● **ACTIVITY**
Output the data below exactly, without images.
SUPPLIED DATA Start Marker
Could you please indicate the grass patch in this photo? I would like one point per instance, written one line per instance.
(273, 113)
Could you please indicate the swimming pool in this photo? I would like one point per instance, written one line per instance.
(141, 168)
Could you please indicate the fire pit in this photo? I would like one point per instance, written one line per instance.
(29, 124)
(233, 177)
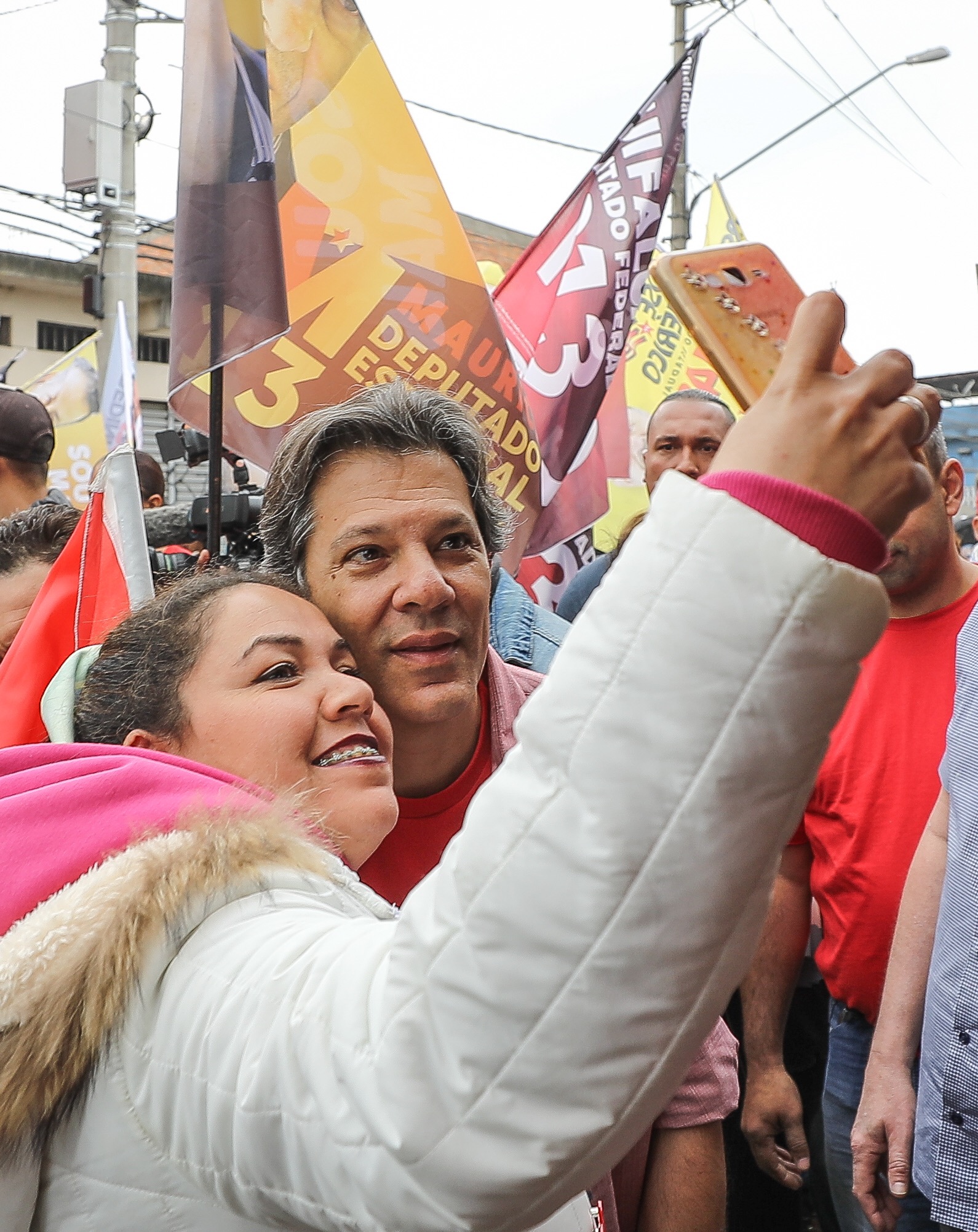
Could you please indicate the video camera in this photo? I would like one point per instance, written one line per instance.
(186, 524)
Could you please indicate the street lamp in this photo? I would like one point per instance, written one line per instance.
(934, 54)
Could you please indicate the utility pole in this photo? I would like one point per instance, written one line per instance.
(119, 234)
(680, 237)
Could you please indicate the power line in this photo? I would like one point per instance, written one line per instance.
(837, 84)
(40, 4)
(706, 24)
(499, 129)
(47, 222)
(51, 239)
(827, 99)
(892, 87)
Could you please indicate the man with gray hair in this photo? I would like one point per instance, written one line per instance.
(382, 509)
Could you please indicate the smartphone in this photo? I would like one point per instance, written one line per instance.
(738, 301)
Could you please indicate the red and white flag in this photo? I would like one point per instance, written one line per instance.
(100, 577)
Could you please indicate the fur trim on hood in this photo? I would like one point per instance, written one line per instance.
(70, 968)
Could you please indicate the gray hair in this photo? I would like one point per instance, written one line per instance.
(397, 418)
(935, 451)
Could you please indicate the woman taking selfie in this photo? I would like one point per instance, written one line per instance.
(206, 1023)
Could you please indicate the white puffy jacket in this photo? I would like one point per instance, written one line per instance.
(293, 1056)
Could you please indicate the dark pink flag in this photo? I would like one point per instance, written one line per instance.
(567, 304)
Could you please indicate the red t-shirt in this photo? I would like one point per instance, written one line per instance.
(873, 795)
(426, 824)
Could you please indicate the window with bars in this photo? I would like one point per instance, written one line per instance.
(153, 350)
(55, 336)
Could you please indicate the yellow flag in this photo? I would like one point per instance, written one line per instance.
(721, 225)
(70, 389)
(662, 357)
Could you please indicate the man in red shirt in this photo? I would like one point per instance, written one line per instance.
(383, 511)
(853, 851)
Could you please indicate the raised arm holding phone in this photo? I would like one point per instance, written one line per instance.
(284, 1050)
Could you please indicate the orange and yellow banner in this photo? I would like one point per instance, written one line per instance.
(302, 168)
(70, 389)
(662, 357)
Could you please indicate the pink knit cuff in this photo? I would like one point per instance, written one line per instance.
(822, 522)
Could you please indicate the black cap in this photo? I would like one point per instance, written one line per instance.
(26, 431)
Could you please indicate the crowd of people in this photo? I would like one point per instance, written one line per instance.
(351, 904)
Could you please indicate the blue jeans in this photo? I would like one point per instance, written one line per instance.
(850, 1038)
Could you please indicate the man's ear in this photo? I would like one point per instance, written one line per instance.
(952, 481)
(142, 739)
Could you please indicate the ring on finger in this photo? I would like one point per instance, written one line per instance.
(910, 400)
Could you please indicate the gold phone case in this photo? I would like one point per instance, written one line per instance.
(738, 301)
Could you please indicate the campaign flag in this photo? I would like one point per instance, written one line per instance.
(121, 416)
(661, 357)
(721, 225)
(566, 306)
(228, 288)
(70, 391)
(99, 578)
(378, 279)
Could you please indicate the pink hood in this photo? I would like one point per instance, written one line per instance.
(65, 807)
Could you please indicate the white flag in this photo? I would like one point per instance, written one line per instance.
(121, 415)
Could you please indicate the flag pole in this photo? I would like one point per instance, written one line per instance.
(216, 426)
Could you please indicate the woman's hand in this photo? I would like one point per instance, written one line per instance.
(846, 437)
(882, 1140)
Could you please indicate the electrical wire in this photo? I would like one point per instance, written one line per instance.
(892, 87)
(51, 239)
(40, 4)
(845, 115)
(838, 85)
(49, 222)
(709, 23)
(499, 129)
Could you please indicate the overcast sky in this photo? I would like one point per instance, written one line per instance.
(898, 242)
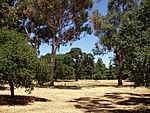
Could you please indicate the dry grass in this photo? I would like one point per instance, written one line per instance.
(85, 96)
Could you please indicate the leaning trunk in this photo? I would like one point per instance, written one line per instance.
(11, 84)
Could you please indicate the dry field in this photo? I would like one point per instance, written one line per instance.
(84, 96)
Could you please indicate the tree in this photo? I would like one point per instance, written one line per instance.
(64, 20)
(75, 60)
(16, 60)
(100, 70)
(42, 71)
(136, 28)
(88, 65)
(108, 28)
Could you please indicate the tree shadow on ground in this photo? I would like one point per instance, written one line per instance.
(107, 85)
(134, 99)
(114, 103)
(4, 88)
(20, 100)
(67, 87)
(65, 81)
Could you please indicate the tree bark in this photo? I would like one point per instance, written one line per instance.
(76, 77)
(55, 45)
(11, 84)
(120, 70)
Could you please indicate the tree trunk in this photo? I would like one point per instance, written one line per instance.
(120, 75)
(11, 84)
(52, 74)
(76, 77)
(120, 70)
(55, 46)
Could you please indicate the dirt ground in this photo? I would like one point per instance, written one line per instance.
SUPPLIED DATA End Marker
● **TASK RESPONSE**
Could you please indicate the grass patch in this photo? I would like one point per instance, written one line per instance.
(273, 113)
Could you please indicate the swimming pool in this photo? I would like one point per instance, written one line per instance.
(141, 168)
Could you please indicate the fire pit in this photo? I would like one point per instance, written one line per instance.
(29, 124)
(233, 177)
Could you please indicate the video camera in this photo? I would like one point per instance, written one line per instance.
(186, 524)
Could you please indicate the street lamp in this photo? I would like one point per instance, written one line per instance.
(934, 54)
Could you please indicate the utility pole in this photo? I would like one point per instance, written one line per instance.
(119, 234)
(680, 237)
Could you please indicate the power line in this photo? I would like one point per instance, written one line per instance.
(837, 84)
(40, 4)
(706, 24)
(499, 129)
(47, 222)
(51, 239)
(827, 99)
(892, 87)
Could you please indicate the man with gray hair in this photo? I would like one point per instance, written one line per instance.
(382, 509)
Could you please indicate the smartphone in this photo? I would like one point per instance, written one line per instance.
(738, 301)
Could you please indicate the red and white flag in this photo? I would like one point per instance, written one line per instance.
(100, 577)
Could you please indicate the fur trim on hood in this photo? I would like one point per instance, written one line per instance.
(70, 968)
Could you please indicate the gray hair in this photo? I would like one point per instance, written one line per instance.
(397, 418)
(935, 451)
Could you please indicate the woman taking selfie in this photo? I would like one point per instance, written one line per instance.
(206, 1023)
Could you please indicate the white puffy jacket in this photo? I would like one point per instance, written one line per instance.
(293, 1056)
Could you please indicate the dark pink flag in this photo? I would like one point per instance, written one line per instance.
(567, 304)
Could you please indicate the red t-shirt in this photo? I would like one point per instance, written one line per instance.
(873, 795)
(426, 824)
Could you please indicate the window with bars in this photo? I would like one point per instance, written one line per instance.
(153, 350)
(55, 336)
Could you please indicate the yellow flag in this photo? I would like one point per instance, written one line per instance.
(721, 225)
(70, 389)
(662, 357)
Could you please indicate the man in red shirt in this photo? I would like one point per instance, written one line per instance.
(383, 511)
(853, 851)
Could you please indicate the raised arm holding phone in this photo? I would like one point per instance, written one line per instance.
(284, 1050)
Could you please indicate the orange and yellow banner in this photo? I would like one point per instance, written one line per instance.
(302, 168)
(70, 389)
(662, 357)
Could you please indicate the pink knit cuff in this photo? I would like one point per instance, written one line per instance.
(822, 522)
Could you please indicate the black cap in this photo? I would like one point per instance, written one line per instance.
(26, 431)
Could you please indicate the crowd of people in this photo? I would like one point per instance, written one line per instance.
(351, 904)
Could you please indicate the blue jeans in this photo? I would like one point per instance, written one line per instance.
(850, 1038)
Could you please indicate the man's ear in this photo? I would like one point per instance, written one line per instance.
(952, 481)
(142, 739)
Could you please indicate the ring on finger in this photo? I would like one point per instance, written one line per instance.
(910, 400)
Could you please indicate the gold phone case in this photo? I would like one point per instance, written one line per instance.
(738, 301)
Could you please indicate the campaign flag in this photo? I would like one point per instance, written one line per instance.
(121, 416)
(661, 357)
(721, 225)
(566, 306)
(228, 288)
(70, 391)
(99, 578)
(378, 279)
Could you please indicate the pink hood in this photo? I would like one point per instance, written one line per instance.
(65, 807)
Could you please indicate the white flag in this photo? I would like one point per instance, written one line per instance.
(121, 415)
Could you please indicate the flag pole in this photo? I would like one point per instance, written one line per instance.
(216, 426)
Could you please indicate the woman's hand in this photo? I would like one point per instance, written one line per instance.
(846, 437)
(882, 1140)
Could you please indicate the electrical wire in this photo? I would like one point per instance, written one line per instance.
(892, 87)
(51, 239)
(40, 4)
(845, 115)
(838, 85)
(49, 222)
(709, 23)
(499, 129)
Could you please indicate the overcast sky in this photo? I would like one point per instance, written one line per instance.
(898, 242)
Could you please indicate the dry grass in this photo? I would like one point per instance, written one line per instance.
(85, 96)
Could you please indicate the leaning trunk in this photo? I would like one point per instance, written one line per instance.
(11, 84)
Could you please indicate the dry field in this photo? I would like one point per instance, written one line per instance.
(84, 96)
Could you please indicate the tree in this photo? I would like one point per instance, written one line per instance.
(64, 20)
(75, 60)
(16, 60)
(100, 70)
(42, 71)
(136, 28)
(88, 65)
(108, 28)
Could you please indicate the tree shadow on ground in this photo? I would like one point per instance, written one line per instance.
(107, 85)
(134, 99)
(114, 103)
(4, 88)
(20, 100)
(67, 87)
(65, 81)
Could you please indicate the tree bark in this photo? I would like one point per instance, written one line per instance.
(76, 77)
(55, 45)
(11, 84)
(120, 70)
Could you please indicate the tree trunk in this photo? I would like one point per instance, written one line per instance.
(120, 75)
(11, 84)
(52, 74)
(76, 77)
(120, 70)
(55, 46)
Could you please indicate the dirt ground in this photo? I would like one point per instance, written one line per instance.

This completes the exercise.